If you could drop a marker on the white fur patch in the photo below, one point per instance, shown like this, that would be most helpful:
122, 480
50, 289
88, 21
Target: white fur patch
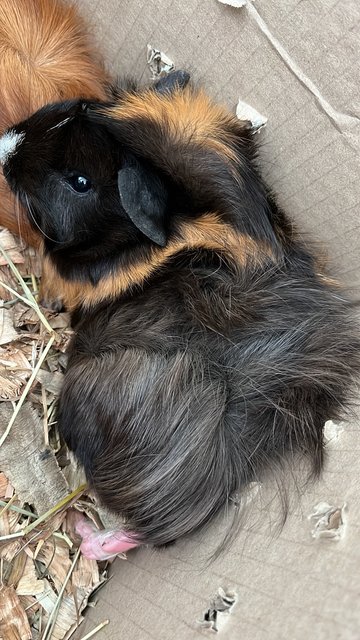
8, 143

■ TASK DIRECTIONS ■
All of the material above is to be copied exactly, except for its images.

■ RESPONSE TO THIS TASK ■
If you could drop a marker on the white fur patch in the photo below, one point per instance, shown like this, that would be most helpful:
122, 480
50, 289
88, 21
Target: white fur patch
8, 143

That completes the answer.